◆ Set task
Reproduce the listing from the line with "metal bracket, one" through its final line, keeping every request unchanged and shifting each coordinate in the answers by adding 101 to it.

╭──

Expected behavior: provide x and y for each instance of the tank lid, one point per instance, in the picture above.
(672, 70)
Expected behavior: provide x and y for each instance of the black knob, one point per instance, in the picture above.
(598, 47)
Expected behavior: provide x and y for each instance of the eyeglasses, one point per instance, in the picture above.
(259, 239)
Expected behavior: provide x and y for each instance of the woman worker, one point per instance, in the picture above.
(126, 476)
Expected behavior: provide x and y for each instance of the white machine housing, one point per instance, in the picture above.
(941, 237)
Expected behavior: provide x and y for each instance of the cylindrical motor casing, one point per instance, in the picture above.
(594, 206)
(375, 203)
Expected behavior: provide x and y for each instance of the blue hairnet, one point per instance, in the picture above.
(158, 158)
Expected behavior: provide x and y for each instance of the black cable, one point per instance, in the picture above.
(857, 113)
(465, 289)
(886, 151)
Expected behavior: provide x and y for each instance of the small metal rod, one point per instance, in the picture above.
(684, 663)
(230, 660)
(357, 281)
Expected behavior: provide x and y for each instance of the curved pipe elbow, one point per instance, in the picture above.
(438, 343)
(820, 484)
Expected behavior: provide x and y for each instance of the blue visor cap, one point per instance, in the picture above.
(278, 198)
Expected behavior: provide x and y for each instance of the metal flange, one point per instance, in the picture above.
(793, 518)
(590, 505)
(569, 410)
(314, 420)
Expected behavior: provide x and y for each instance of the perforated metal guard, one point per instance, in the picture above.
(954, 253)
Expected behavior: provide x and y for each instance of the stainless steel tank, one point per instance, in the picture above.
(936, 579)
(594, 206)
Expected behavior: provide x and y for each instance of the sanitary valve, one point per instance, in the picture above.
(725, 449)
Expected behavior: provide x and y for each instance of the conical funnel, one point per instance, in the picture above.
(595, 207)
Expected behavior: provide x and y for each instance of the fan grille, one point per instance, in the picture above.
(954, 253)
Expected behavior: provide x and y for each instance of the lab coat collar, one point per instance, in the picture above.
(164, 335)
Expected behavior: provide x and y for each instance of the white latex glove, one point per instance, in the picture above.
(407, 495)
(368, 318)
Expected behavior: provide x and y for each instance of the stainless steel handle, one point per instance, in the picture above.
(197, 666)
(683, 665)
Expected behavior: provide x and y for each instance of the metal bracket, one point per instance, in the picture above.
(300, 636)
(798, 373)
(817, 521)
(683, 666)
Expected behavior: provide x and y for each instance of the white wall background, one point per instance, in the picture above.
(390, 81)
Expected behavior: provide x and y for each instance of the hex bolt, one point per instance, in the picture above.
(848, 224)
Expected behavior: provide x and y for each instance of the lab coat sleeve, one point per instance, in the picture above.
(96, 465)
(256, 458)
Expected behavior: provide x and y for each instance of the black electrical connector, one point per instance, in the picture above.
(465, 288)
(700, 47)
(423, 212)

╰──

◆ Exercise answer
Expected behavior: provide x and y for each instance of the metal bracket, one point per instance, in the picture above.
(401, 737)
(899, 474)
(918, 622)
(784, 767)
Expected behavior: provide x and y for each instance of the white wall background, one point per instance, in the picture above.
(491, 182)
Expected behavior: provide x and y for each instance of the hex bolt, one point per instance, in the picture above.
(949, 325)
Expected behavior: provide x and y for each instance of the lab coat sleeve, one point per instance, in the picture above.
(197, 566)
(357, 559)
Expected behavior: provide x and y for each instance of the black electrical connector, one point per instance, in the picture above.
(566, 389)
(801, 148)
(524, 313)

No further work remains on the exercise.